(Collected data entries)
__________________________________________________

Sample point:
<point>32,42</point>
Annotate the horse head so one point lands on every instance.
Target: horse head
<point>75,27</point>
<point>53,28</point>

__________________________________________________

**The exercise**
Present every line of the records above as a Markdown table with the columns Row and Line, numbering each line in Row and leaving out blank lines.

**Output**
| Row | Line |
|---|---|
| 1 | Sample point: |
| 2 | <point>32,42</point> |
| 3 | Annotate the horse head so one point lands on every instance. |
| 4 | Target: horse head |
| 5 | <point>75,27</point> |
| 6 | <point>53,28</point> |